▼

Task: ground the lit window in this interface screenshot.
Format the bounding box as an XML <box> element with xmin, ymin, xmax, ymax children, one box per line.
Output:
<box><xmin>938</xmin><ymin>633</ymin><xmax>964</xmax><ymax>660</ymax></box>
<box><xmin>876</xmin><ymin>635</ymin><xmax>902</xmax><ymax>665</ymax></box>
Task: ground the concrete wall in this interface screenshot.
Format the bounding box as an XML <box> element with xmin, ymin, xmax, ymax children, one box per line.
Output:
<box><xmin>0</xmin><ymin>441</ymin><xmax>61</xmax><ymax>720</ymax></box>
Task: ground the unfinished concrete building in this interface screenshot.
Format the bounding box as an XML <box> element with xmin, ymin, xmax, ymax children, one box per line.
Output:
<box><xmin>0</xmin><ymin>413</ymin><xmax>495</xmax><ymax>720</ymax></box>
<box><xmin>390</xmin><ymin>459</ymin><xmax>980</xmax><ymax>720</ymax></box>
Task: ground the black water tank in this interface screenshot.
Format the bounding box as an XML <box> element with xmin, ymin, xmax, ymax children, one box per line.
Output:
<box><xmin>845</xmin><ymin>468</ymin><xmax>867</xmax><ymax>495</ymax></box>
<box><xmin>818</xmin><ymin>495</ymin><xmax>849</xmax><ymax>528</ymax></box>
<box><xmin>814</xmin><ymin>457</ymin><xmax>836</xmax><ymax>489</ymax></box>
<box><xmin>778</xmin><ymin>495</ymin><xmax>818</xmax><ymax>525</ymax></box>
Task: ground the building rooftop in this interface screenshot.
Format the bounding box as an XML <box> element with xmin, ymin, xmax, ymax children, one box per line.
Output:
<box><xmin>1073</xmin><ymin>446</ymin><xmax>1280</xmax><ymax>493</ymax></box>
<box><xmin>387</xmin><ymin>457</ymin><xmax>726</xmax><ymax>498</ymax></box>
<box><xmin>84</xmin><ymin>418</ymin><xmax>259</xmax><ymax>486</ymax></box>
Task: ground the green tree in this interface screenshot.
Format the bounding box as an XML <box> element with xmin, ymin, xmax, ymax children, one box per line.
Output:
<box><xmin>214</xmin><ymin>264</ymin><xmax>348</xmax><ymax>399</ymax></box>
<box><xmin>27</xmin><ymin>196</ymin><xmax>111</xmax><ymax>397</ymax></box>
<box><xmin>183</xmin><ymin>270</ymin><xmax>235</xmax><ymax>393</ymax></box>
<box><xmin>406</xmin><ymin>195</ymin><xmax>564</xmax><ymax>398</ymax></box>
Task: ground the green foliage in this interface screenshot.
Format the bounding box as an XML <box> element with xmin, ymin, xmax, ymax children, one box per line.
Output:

▲

Pull out every line in the entries above that contains the word "concrete".

[Finished answer]:
Task: ground the concrete wall in this interface screenshot.
Task: ground the unfinished concrete building in this interface screenshot.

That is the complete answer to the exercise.